The listing below must be duplicated in full, with nothing altered.

BEGIN

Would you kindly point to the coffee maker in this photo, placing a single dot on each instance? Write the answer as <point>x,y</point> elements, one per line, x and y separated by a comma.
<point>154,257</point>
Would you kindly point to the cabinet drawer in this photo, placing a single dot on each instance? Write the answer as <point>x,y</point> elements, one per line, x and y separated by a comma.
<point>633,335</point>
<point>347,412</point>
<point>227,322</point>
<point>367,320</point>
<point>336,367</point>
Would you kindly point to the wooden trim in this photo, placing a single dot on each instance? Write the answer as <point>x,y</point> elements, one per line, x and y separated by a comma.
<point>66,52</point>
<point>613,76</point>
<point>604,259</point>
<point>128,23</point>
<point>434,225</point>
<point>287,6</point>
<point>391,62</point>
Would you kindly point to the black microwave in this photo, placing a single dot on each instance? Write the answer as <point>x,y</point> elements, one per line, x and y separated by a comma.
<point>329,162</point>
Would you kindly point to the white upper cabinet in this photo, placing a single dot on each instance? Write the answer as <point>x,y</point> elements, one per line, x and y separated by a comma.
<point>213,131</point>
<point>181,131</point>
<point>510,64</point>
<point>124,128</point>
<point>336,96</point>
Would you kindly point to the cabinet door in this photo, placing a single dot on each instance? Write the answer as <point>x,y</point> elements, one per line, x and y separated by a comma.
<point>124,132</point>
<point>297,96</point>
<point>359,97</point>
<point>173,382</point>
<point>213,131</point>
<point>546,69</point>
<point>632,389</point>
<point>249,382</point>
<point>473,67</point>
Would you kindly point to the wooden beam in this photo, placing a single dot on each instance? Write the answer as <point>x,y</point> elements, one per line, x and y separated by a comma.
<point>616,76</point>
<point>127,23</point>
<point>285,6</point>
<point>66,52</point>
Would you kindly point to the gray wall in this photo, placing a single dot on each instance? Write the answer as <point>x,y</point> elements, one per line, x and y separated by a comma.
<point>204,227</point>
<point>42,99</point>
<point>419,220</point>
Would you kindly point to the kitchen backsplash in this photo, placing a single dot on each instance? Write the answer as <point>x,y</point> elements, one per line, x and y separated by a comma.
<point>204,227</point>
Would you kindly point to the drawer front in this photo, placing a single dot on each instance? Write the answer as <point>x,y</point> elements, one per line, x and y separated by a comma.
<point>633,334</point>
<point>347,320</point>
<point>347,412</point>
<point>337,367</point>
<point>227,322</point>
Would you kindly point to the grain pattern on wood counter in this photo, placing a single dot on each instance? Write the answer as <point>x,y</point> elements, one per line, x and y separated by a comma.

END

_ANSWER SPACE_:
Would you kindly point to the coffee maker in this photo, placing a single dot on each instance? Write the answer as <point>x,y</point> elements, one per line, x and y separated by a comma.
<point>154,257</point>
Would you kindly point to the cabinet drawer in this photo, placing a single dot on each instance? Write the answer as <point>x,y</point> elements, one per line, x and y separated by a comma.
<point>633,335</point>
<point>347,412</point>
<point>227,322</point>
<point>367,320</point>
<point>336,367</point>
Would you kindly point to the wooden trim in this photo, placing a single dot on each instance? Write the answer as <point>x,y</point> elements, one per line, x and y separated by a comma.
<point>66,52</point>
<point>613,76</point>
<point>604,259</point>
<point>128,23</point>
<point>434,225</point>
<point>287,6</point>
<point>391,62</point>
Would you kindly point to the black microwave in this photo, placing a single dot on each instance? Write the answer as <point>x,y</point> elements, one per line, x and y separated by a comma.
<point>329,162</point>
Would you kindly point to the white upper cabinet in this photo, placing a single dot on each instance? Write the answer as <point>x,y</point> elements, one per line, x and y separated by a comma.
<point>213,131</point>
<point>181,131</point>
<point>510,64</point>
<point>124,128</point>
<point>336,96</point>
Would you kindly point to the cabinet door in this photo, placing a single dot on each instance? Write the answer as <point>x,y</point> elements, one per line, x and y separated by a comma.
<point>124,132</point>
<point>297,96</point>
<point>359,97</point>
<point>173,382</point>
<point>213,131</point>
<point>546,69</point>
<point>632,389</point>
<point>249,382</point>
<point>473,67</point>
Would you kindly point to the wooden beam in this photo, placing a single dot on each instance? Write the answer as <point>x,y</point> elements, one per line, x and y separated by a comma.
<point>616,76</point>
<point>127,23</point>
<point>285,6</point>
<point>66,52</point>
Would you kindly point to the gray wall in this photo, placing a single dot on each instance? Write the answer as <point>x,y</point> elements, one per line, x and y separated by a comma.
<point>204,227</point>
<point>42,99</point>
<point>419,220</point>
Would you kindly point to the kitchen backsplash in this photo, placing a single dot on each instance? Write the answer as <point>x,y</point> elements, one per line, x and y separated by a comma.
<point>204,227</point>
Would you kindly point to the drawer front in this photo, placing a single dot on each instance? Write the answer as <point>x,y</point> elements, one per line, x and y separated by a comma.
<point>633,334</point>
<point>347,320</point>
<point>347,412</point>
<point>337,367</point>
<point>227,322</point>
Would you kindly point to the grain pattern on wood counter in this photo, placing a single dot on each instance? Write the answer as <point>x,y</point> elements, one per line, x and y separated by a comma.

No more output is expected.